-- Texte fourni --
•••

Telle est la question que pose aux parents un écrivain de la Vie chrétienne, et à laquelle il répond en «traçant quelques silhouettes de parents d'humeur et de tempéraments divers», mais qu’il tient tous pour DES PARENTS FAIBLES.

L'éducation des enfants est chose si délicate et si sérieuse, que les bons conseils ne sont jamais de trop; c’est pourquoi nous résumerons pour nos lecteurs, les excellentes observations de M. Enjalbert:


Voici d’abord le père bourru. Certes, on serait mal venu de lui dire:

«Vous gâtez vos enfants», car il leur parle toujours sur un ton rogue (revêche, bourru) et presque irrité. À tous propos, une morale, et quelle morale! Pour les moindres bagatelles, les épithètes les plus accablantes, les plus exagérées!

A-t-il fait un peu de bruit ou renversé une chaise? On fait appel à sa conscience, à son affection filiale, on se désole... À ces objurgations (reproches), faites d’un ton suraigu, le coupable courbe la tête, mais un sourire moqueur soulève le coin de sa lèvre.

La grande affaire, pour lui, est de laisse passer l'orage, et à chaque nouvelle accusation, il murmure tout bas: «Sera-ce bientôt fini?»

Le lendemain, commet-il une faute grave, l’admonestation paternelle, qui a déjà atteint, à propos de rien, les dernières limites de la gravité, ne fait plus d'impression.

L’enfant, acclimaté à ce bruyant régime, attend impatiemment la fin du tapage: ça l'ennuie simplement. Il sait que toutes ces menaces seront sans effet, et il spécule sur une faiblesse qu’il connaît bien:

«Quand papa se lâche, c’est qu’il va m’accorder tout ce que je veux!»


Chez d’autres parents, le geste suit de près la parole. Comment les accuser de faiblesse? Ils frappent, ils frappent fort et souvent.

Ce n’est plus de la sévérité, c’est de la violence, et la violence n’est souvent que la contrefaçon de la justice. On ne frappe pas pour corriger, on frappe par impatience, pour soulager sa bile.

Le mouvement d’humeur passé, comme le père aime son fils, comme il ne peut, de sang-froid, voir couler ses larmes, sa brutalité fait place à la tendresse: c’est lui qui, maintenant, veut se faire pardonner, et pour ce, il fera toutes les concessions, toutes les promesses, raisonnables ou non.

L’enfant ne tarde pas à se rendre compte de tout le terrain qu’il vient de gagner; il s’acclimate aux coups en supputant les bénéfices qu’il en retire, et il devient un enfant battu et gâté; aussi gâté que battu, aussi battu que gâté.


Voici maintenant les parents raisonneurs. Ils ont pour principe de ne jamais punir l'enfant coupable avant de l’avoir convaincu;

1° de la laideur de sa faute;

2° de l’utilité du châtiment qui va lui être infligé (!).

Un tel programme dénote, à coup sûr, de bonnes intentions; mais on ne peut s’en faire l’esclave, sans de sérieux inconvénients.

•••

-- Données enregistrées --
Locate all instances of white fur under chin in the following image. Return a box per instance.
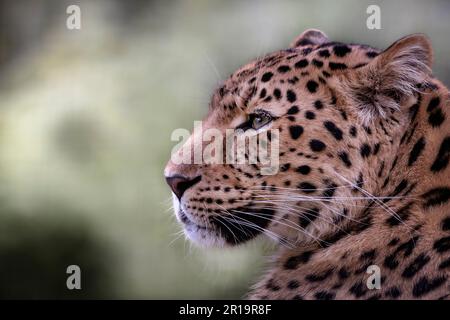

•••

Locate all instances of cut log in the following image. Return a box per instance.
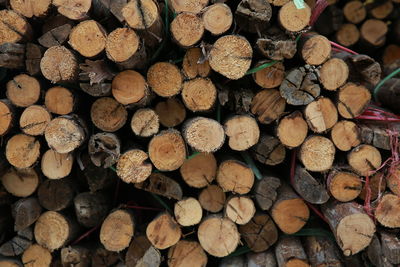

•••

-- Travail à faire --
1. Répondez aux questions suivantes à partir du texte sur les parents faibles.
(a) Sur quel ton le père bourru parle-t-il toujours à ses enfants ?
(b) Pour quelles raisons frappe-t-on, selon le texte, quand ce n'est pas pour corriger ?
(c) De quelles deux choses les parents raisonneurs veulent-ils convaincre l'enfant avant de le punir ?
2. Résumez en deux phrases le texte sur les parents faibles.
3. Prolongez le texte sur les parents faibles à partir de sa dernière phrase.
Les entrées n'interviennent en rien dans ce travail.

-- Réponses par tâche --
1.
(a) Sur un ton rogue (revêche, bourru) et presque irrité.
(b) Par impatience, pour soulager sa bile.
(c) De la laideur de sa faute et de l'utilité du châtiment qui va lui être infligé.

2. Le texte résume les observations de M. Enjalbert sur plusieurs types de parents faibles : le père bourru, dont les reproches excessifs pour des riens ne font plus d'impression, et le parent qui frappe par impatience puis accorde tout pour se faire pardonner, si bien que l'enfant devient aussi gâté que battu. Il présente enfin les parents raisonneurs, qui veulent convaincre l'enfant de sa faute et de l'utilité du châtiment avant de le punir, un programme plein de bonnes intentions mais qui présente de sérieux inconvénients si l'on s'en fait l'esclave.

3.
L’enfant n’est pas toujours à même de comprendre les motifs de tel commandement ou de telle interdiction. Que faire alors?

Tout simplement exiger de lui qu’il obéisse parce que tel est son devoir, l’habituer à incliner sa volonté devant celle des parents. Sinon, l’enfant s’habitue à raisonner ou à déraisonner sur tout; il découvre toujours quelques moyens de réfuter les motifs de soumission qu’on lui donne à discuter. Et alors, comme il se rengorge, comme il triomphe, comme il tranche tout du haut de sa supériorité!

Cette suffisance, non seulement le rend insupportable, mais le prépare bien mal aux luttes de la vie.


Il est enfin des parents faibles par principe, le sachant et le voulant. Ils n’ont qu’un désir, qu’une préoccupation: voir leur enfant satisfait. Aussi, lui passent-ils tous ses caprices, cèdent-ils ù toutes ses fantaisies.

Bientôt, après avoir demandé le possible, blasé par la facilité avec laquelle on le lui a accordé, exigera l’impossible, — la lune ou les étoiles, — et sera très malheureux de ne pouvoir les obtenir.

Habitué, dès longtemps, à n’avoir d’autre règle que sa fantaisie, à voir chacun s’y plier, le jeune homme entrera dans la vie comme une personne susceptible et incapable de surmonter la moindre difficulté et de soutenir l’inévitable combat.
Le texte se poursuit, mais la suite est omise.